- **To do**:
Count how many lines in the material below contain the string "white", and give only that number.

- **Provided entries**:
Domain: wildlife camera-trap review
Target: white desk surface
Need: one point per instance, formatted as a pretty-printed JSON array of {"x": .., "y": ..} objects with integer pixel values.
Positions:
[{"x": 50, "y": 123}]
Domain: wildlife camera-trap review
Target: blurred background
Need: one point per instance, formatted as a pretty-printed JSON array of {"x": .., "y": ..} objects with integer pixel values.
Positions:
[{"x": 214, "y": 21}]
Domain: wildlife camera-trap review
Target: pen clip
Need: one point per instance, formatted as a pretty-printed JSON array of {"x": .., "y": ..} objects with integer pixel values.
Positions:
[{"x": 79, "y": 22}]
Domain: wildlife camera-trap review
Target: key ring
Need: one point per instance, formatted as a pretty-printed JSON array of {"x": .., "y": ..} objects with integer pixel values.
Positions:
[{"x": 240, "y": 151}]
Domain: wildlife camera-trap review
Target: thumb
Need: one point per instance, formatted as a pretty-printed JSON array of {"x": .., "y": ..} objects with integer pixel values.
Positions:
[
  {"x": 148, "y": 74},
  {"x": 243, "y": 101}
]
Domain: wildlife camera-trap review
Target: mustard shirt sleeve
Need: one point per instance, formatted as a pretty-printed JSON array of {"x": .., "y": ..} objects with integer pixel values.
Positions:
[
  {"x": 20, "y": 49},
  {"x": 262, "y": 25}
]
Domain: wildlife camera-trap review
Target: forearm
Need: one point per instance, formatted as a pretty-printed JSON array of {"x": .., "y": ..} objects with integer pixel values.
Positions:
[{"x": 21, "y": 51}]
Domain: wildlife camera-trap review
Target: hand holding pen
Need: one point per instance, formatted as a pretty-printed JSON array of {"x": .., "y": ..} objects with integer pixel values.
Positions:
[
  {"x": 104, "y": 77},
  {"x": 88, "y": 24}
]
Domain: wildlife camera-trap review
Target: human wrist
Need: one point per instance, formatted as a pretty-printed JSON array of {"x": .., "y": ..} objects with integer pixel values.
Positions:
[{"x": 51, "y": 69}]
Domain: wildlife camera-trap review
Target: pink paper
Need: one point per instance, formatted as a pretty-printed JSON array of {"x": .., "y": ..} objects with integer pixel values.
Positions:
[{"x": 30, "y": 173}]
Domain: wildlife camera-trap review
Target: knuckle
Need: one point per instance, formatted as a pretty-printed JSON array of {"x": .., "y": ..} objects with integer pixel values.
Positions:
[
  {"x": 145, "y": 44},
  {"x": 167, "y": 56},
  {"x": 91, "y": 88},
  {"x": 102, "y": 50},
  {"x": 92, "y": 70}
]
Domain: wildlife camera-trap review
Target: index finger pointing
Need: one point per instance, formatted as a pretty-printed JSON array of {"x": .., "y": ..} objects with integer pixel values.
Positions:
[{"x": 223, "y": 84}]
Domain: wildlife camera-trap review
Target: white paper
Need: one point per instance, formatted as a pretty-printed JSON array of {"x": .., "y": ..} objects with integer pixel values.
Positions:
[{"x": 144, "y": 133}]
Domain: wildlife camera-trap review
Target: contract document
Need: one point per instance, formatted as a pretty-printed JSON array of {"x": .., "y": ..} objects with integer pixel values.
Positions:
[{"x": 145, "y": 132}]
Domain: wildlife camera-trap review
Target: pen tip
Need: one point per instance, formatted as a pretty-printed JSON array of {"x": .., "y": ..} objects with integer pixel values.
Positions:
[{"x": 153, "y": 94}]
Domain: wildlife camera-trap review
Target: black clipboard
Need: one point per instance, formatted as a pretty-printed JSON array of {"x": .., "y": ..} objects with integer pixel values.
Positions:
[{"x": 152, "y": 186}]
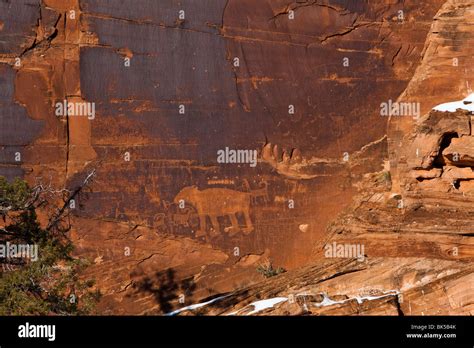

- **In response**:
2